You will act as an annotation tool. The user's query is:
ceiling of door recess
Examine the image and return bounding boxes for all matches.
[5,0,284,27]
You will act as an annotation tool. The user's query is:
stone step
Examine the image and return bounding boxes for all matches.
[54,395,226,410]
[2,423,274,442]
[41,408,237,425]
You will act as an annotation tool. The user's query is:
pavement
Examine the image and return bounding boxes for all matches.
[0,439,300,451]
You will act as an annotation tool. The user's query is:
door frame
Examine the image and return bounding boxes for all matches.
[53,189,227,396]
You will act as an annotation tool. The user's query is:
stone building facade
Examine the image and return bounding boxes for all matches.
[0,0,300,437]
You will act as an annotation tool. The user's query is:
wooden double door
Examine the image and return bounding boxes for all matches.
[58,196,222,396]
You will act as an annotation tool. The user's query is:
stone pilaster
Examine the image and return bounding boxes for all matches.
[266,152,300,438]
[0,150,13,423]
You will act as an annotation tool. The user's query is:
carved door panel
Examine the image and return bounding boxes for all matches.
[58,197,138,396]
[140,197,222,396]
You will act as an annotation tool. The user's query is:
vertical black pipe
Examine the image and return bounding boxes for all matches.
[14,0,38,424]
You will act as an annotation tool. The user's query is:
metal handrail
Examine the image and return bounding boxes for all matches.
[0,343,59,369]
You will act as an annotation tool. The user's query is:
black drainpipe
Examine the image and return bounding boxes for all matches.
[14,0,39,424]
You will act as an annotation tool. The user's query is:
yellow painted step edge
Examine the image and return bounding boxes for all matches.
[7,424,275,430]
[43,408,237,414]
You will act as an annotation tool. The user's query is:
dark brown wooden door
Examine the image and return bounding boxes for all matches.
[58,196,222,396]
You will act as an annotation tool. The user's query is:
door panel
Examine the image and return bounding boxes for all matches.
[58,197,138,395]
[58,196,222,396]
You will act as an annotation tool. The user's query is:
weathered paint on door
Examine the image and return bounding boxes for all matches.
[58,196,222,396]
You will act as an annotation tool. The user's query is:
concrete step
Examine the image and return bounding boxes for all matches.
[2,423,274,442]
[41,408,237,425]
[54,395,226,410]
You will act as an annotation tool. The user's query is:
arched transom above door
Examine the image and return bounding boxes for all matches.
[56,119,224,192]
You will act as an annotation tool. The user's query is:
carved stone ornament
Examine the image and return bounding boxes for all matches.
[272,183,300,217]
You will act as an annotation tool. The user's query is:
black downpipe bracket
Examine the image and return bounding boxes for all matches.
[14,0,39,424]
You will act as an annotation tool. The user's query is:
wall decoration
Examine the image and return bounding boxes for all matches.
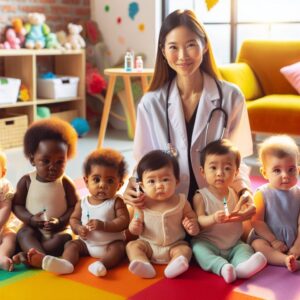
[138,23,145,31]
[128,2,139,20]
[205,0,219,10]
[118,36,125,45]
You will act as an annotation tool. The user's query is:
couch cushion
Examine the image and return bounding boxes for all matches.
[247,94,300,135]
[280,62,300,94]
[236,39,300,95]
[218,63,263,100]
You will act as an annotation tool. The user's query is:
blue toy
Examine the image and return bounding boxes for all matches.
[71,118,90,137]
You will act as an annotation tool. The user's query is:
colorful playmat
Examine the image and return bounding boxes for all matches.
[0,177,300,300]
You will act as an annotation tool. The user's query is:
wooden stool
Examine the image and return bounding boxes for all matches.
[97,68,153,148]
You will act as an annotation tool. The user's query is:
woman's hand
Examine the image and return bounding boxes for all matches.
[123,177,145,208]
[43,217,61,232]
[213,210,228,224]
[29,211,46,229]
[182,217,200,236]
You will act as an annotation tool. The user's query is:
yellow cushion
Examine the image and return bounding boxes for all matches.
[218,63,263,100]
[247,94,300,135]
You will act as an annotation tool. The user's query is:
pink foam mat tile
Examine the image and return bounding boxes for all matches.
[235,266,300,300]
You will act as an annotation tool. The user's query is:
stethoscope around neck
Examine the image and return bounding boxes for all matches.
[165,79,228,157]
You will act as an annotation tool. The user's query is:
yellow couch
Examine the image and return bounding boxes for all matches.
[219,40,300,135]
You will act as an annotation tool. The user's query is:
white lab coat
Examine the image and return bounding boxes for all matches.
[133,73,252,195]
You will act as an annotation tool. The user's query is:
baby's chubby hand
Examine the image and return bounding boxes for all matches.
[271,240,288,253]
[182,217,200,236]
[213,210,228,224]
[77,225,89,240]
[86,219,104,231]
[129,218,144,235]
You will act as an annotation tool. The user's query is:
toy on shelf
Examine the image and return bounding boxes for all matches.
[12,18,27,47]
[0,27,21,49]
[46,32,63,49]
[71,118,90,137]
[25,13,50,49]
[85,63,107,95]
[57,23,85,50]
[18,83,30,102]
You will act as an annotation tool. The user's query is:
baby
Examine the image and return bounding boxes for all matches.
[0,152,16,271]
[126,150,199,278]
[192,139,266,283]
[249,135,300,272]
[13,119,78,263]
[29,149,129,276]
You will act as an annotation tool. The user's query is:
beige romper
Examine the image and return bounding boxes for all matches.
[140,194,188,264]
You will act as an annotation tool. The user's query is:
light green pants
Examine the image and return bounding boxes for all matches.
[192,239,254,275]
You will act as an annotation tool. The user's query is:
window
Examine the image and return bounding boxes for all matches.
[165,0,300,64]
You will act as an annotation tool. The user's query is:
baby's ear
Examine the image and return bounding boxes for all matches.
[259,167,268,179]
[29,154,35,166]
[83,176,88,184]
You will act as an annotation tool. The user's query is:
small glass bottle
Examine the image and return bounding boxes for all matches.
[124,51,133,72]
[135,56,144,72]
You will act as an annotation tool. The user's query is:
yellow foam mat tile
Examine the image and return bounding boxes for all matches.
[0,272,125,300]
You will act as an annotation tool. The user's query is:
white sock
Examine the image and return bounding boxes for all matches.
[221,264,236,283]
[164,255,189,278]
[88,261,107,277]
[235,252,267,278]
[128,260,156,278]
[42,255,74,274]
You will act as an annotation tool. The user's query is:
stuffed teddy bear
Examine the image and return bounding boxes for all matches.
[64,23,85,49]
[12,18,27,47]
[0,28,21,49]
[25,13,50,49]
[46,32,63,49]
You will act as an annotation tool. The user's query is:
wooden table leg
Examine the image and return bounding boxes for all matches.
[141,76,148,94]
[123,76,136,139]
[97,75,116,149]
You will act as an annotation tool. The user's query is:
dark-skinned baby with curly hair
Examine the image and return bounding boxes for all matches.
[13,118,78,265]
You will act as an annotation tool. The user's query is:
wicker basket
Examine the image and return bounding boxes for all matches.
[0,115,28,149]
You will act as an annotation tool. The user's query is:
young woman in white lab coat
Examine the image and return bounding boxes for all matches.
[124,10,255,217]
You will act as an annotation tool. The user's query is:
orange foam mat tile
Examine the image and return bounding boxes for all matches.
[0,272,125,300]
[63,257,165,298]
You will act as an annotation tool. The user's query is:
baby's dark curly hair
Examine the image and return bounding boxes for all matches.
[83,148,127,181]
[23,118,77,158]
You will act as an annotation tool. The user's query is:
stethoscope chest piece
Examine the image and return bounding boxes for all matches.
[166,143,178,158]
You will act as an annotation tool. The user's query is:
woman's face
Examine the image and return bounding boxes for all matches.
[162,26,206,76]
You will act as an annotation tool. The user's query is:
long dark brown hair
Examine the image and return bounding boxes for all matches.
[149,9,221,91]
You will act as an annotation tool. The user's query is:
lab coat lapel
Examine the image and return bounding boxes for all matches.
[192,73,219,147]
[168,79,187,146]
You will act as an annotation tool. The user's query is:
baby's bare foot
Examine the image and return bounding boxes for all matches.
[27,248,45,268]
[285,255,300,272]
[12,252,28,265]
[0,256,14,272]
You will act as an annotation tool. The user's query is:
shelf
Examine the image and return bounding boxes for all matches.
[35,97,82,105]
[0,49,86,148]
[0,101,34,109]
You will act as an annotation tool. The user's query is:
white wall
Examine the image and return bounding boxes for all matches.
[91,0,161,67]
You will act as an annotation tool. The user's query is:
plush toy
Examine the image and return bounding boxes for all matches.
[0,28,21,49]
[64,23,85,49]
[18,83,30,102]
[25,13,50,49]
[46,32,63,49]
[71,118,90,137]
[85,63,106,95]
[12,18,27,47]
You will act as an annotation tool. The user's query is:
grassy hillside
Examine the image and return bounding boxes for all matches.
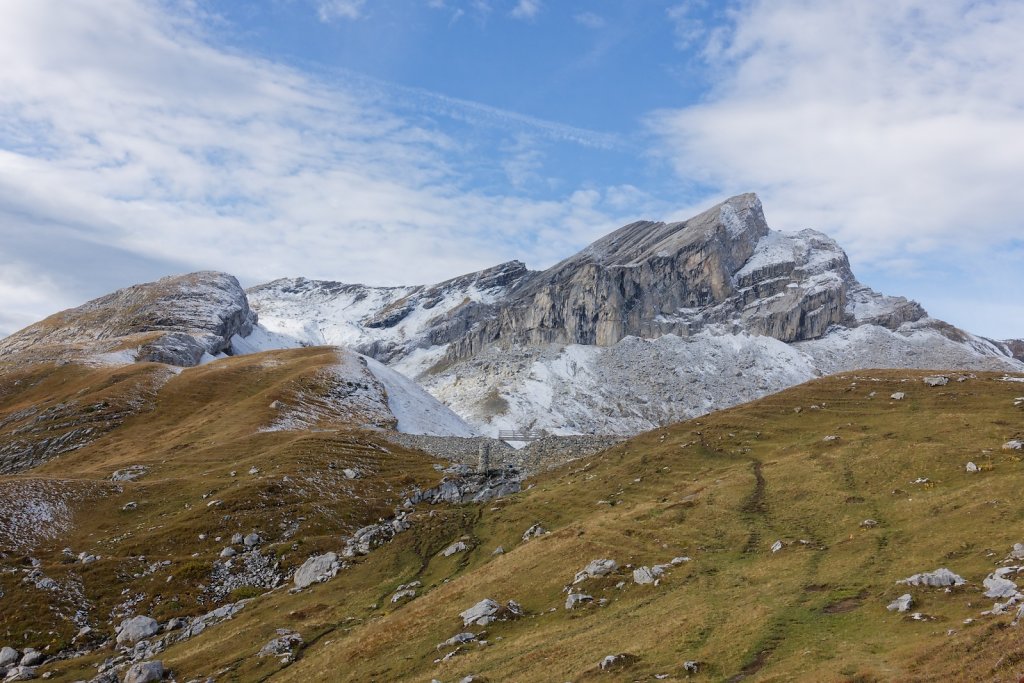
[0,356,1024,683]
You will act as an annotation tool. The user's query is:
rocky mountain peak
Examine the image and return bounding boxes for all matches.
[0,271,257,367]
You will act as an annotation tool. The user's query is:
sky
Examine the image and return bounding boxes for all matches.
[0,0,1024,339]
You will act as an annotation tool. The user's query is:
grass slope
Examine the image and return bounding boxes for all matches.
[8,360,1024,682]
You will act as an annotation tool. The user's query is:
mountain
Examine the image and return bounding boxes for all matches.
[248,195,1024,434]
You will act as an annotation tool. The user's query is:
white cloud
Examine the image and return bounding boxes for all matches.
[316,0,367,23]
[509,0,542,19]
[650,0,1024,274]
[665,0,708,49]
[0,0,630,334]
[572,12,607,29]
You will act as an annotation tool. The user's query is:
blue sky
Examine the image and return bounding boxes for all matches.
[0,0,1024,338]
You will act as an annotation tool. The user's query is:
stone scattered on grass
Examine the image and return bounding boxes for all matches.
[117,614,160,645]
[565,593,594,609]
[292,553,341,589]
[896,567,967,588]
[124,659,164,683]
[441,541,469,557]
[572,559,618,584]
[886,593,913,612]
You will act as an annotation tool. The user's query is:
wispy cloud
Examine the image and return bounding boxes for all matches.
[650,0,1024,283]
[0,0,629,334]
[316,0,367,22]
[572,12,607,29]
[509,0,542,19]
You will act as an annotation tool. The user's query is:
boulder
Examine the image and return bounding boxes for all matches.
[257,629,302,657]
[118,614,160,645]
[896,567,967,588]
[124,659,164,683]
[572,559,618,584]
[565,593,594,609]
[459,598,502,626]
[886,593,913,612]
[441,541,469,557]
[597,652,640,671]
[293,553,339,588]
[435,633,476,650]
[4,667,37,683]
[982,574,1017,600]
[18,647,46,667]
[633,566,654,586]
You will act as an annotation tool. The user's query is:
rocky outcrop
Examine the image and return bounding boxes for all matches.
[0,271,257,367]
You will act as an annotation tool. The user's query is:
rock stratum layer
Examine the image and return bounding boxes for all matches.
[0,194,1024,436]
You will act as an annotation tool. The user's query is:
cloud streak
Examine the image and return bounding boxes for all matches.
[649,0,1024,266]
[0,0,628,334]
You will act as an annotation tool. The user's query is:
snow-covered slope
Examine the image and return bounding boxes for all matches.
[243,195,1024,434]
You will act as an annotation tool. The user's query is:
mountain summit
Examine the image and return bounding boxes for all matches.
[0,194,1024,434]
[248,194,1021,434]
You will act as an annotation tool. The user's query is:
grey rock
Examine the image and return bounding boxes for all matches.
[257,629,302,657]
[459,598,502,626]
[293,553,340,588]
[572,559,618,584]
[18,648,46,667]
[565,593,594,609]
[435,633,476,650]
[124,659,164,683]
[0,646,19,667]
[117,614,160,645]
[633,566,654,586]
[0,271,257,367]
[886,593,913,612]
[441,541,469,557]
[982,574,1017,599]
[111,465,150,481]
[4,667,38,683]
[896,567,967,588]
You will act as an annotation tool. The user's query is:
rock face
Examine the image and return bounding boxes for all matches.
[293,553,340,588]
[0,271,257,367]
[118,615,160,644]
[243,195,1024,438]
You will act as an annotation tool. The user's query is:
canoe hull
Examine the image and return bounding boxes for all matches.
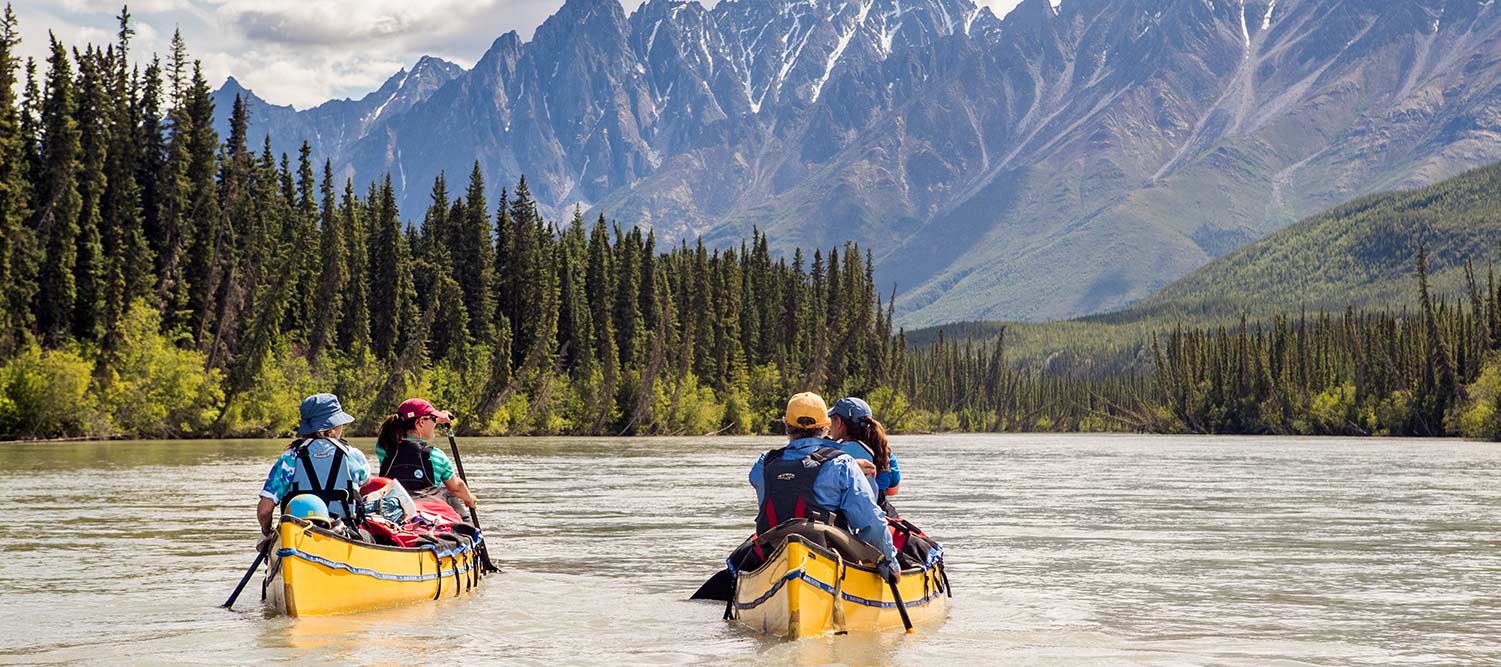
[264,517,480,616]
[734,535,947,638]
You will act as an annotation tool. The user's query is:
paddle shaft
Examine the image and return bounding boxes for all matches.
[886,574,913,632]
[447,428,500,572]
[224,538,272,608]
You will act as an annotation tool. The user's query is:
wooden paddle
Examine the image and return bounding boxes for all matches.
[446,421,500,574]
[689,568,735,602]
[886,574,916,634]
[224,533,276,608]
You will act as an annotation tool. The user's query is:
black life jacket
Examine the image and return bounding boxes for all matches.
[380,439,438,491]
[281,439,365,524]
[755,448,848,533]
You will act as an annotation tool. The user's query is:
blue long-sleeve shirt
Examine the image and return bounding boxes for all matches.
[839,440,902,497]
[751,437,898,563]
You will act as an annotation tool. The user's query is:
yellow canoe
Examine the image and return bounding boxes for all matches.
[264,515,482,616]
[732,533,947,638]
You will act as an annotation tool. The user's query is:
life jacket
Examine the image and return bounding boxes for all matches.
[281,439,365,524]
[755,448,848,535]
[380,439,438,491]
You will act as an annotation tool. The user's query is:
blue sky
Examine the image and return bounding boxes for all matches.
[12,0,1019,108]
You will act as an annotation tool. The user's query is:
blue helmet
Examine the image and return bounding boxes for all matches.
[287,493,332,524]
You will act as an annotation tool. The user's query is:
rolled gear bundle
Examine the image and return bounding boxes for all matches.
[360,478,417,526]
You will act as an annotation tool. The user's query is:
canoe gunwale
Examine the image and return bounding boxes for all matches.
[261,515,483,616]
[281,514,485,556]
[734,533,949,610]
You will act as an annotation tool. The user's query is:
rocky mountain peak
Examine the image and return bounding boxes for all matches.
[218,0,1501,324]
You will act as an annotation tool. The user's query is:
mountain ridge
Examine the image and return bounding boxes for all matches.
[219,0,1501,324]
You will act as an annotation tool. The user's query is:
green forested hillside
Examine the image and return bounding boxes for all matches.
[1128,159,1501,323]
[908,164,1501,373]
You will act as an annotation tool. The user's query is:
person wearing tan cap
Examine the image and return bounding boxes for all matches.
[751,392,902,577]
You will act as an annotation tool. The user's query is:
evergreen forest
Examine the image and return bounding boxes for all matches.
[0,8,1501,439]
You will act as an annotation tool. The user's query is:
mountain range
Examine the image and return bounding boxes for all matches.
[216,0,1501,324]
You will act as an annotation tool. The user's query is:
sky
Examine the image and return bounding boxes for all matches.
[11,0,1021,108]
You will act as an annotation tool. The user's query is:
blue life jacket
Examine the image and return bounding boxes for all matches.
[755,448,850,535]
[282,439,363,523]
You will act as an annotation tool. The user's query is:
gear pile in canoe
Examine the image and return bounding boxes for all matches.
[263,478,485,616]
[695,520,953,638]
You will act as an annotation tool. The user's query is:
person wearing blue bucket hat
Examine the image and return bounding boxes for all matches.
[829,397,902,518]
[255,394,371,535]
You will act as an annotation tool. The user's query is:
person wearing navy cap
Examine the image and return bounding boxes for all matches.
[255,394,371,535]
[829,397,902,518]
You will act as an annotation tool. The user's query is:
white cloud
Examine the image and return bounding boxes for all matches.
[12,0,1038,108]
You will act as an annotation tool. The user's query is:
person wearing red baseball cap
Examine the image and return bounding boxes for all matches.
[375,398,479,521]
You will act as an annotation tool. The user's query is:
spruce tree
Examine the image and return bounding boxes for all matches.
[72,45,110,341]
[308,161,348,359]
[32,38,83,344]
[452,161,495,341]
[182,61,227,341]
[0,5,36,359]
[339,180,371,355]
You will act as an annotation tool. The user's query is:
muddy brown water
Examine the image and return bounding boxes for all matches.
[0,436,1501,665]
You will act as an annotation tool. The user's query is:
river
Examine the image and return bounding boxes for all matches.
[0,436,1501,665]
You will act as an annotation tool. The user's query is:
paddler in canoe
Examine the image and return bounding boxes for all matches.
[224,394,495,616]
[693,392,947,638]
[829,397,902,518]
[255,394,371,535]
[375,398,479,521]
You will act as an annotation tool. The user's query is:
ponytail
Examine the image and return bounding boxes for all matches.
[839,418,892,472]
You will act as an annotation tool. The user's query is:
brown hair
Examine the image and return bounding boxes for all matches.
[835,415,892,472]
[375,413,417,457]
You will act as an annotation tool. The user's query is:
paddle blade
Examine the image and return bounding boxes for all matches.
[689,569,735,602]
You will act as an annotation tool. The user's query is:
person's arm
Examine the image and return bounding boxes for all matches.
[255,496,276,535]
[814,457,902,578]
[751,452,766,508]
[348,445,371,487]
[428,448,479,508]
[255,454,297,535]
[875,455,902,496]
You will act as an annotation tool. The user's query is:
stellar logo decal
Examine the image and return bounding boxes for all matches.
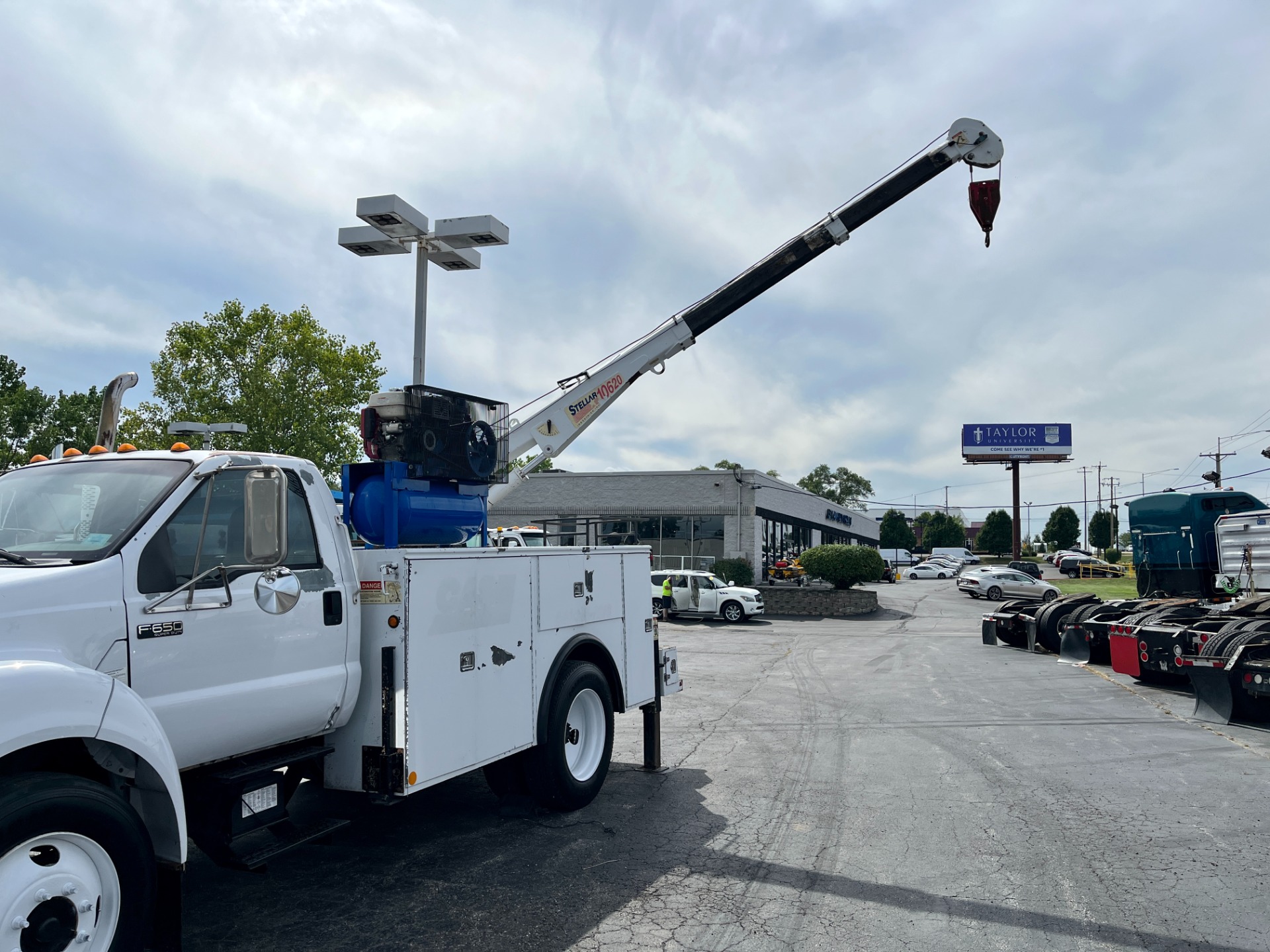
[569,373,626,428]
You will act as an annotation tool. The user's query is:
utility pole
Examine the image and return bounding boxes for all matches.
[1081,466,1093,548]
[1009,459,1024,563]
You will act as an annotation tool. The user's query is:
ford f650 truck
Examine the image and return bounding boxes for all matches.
[0,451,678,949]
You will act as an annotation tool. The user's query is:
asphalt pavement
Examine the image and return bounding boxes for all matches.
[185,580,1270,952]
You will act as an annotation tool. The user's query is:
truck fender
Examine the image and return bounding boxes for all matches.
[533,635,626,742]
[0,658,185,863]
[89,679,187,863]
^^^^^^^^
= Requirements =
Give the stretch from the start of the data through the line containing "[43,408,237,414]" as a numbered list, with blank lines left out.

= Full output =
1. You will act as an annotation tool. The user's query is:
2. ceiling of door recess
3. Examine the image and return bounding boxes for all matches.
4. [5,0,284,27]
5. You will act as an annotation tool. The user's query is:
6. stone step
7. Examine the image and return bounding boxes for all matches.
8. [54,395,226,410]
9. [2,423,274,442]
10. [41,408,237,425]
11. You will act as an annotation tool. The user's query is:
12. pavement
13. Examine the image and return bounding boxes for all matches.
14. [0,439,300,451]
15. You will act as an annotation tool. The user's query is:
16. door frame
17. Examine the image and return bounding boxes for all matches.
18. [53,189,227,396]
19. You will act as an annotation tool. The user's query is:
20. stone building facade
21. Examine the image and return bounding boxes for all matches.
22. [0,0,300,437]
23. You will act as an annotation tool. The user's query is:
24. wooden double door
25. Examine the image and return bounding boxes for all matches.
26. [58,196,222,396]
27. You will act as an annotation tool. The user's query is:
28. stone pilaster
29. Examine the image and return bounding boxes for all matches.
30. [266,152,300,438]
31. [0,150,13,423]
32. You will act as an annotation tool. The user's query is:
33. carved door panel
34. Examine the image and return bounding boxes for all matches.
35. [58,197,138,396]
36. [140,197,222,396]
37. You will act as an annotation tool. The user's query is:
38. vertical black pipe
39. Examine the image and return bounding boxes for all matches.
40. [14,0,38,424]
41. You will act as an annotation tool. The user's query is:
42. metal handrail
43. Examine the image and return bounding boxes for all matches.
44. [0,343,59,369]
45. You will act as an annotation tool. The user's query is:
46. black drainpipe
47. Examine the image and return bounding boxes for all matches.
48. [14,0,39,424]
49. You will act as an annotation tool. The user's query is:
50. yellow painted step edge
51. Examine the image and return bounding boxes for all matches.
52. [7,424,275,430]
53. [43,408,237,414]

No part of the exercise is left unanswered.